■ **What is needed**
Can you copy every line of the records below verbatim, leaving out the pictures?

-- Start --

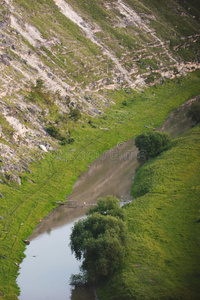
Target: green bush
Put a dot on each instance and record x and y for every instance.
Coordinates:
(54, 132)
(194, 112)
(152, 143)
(100, 240)
(75, 114)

-- End --

■ **Result of this exercise**
Target: green bush
Put a dot on each instance and record x and y for every instance.
Coordinates:
(54, 132)
(194, 112)
(152, 143)
(100, 240)
(75, 114)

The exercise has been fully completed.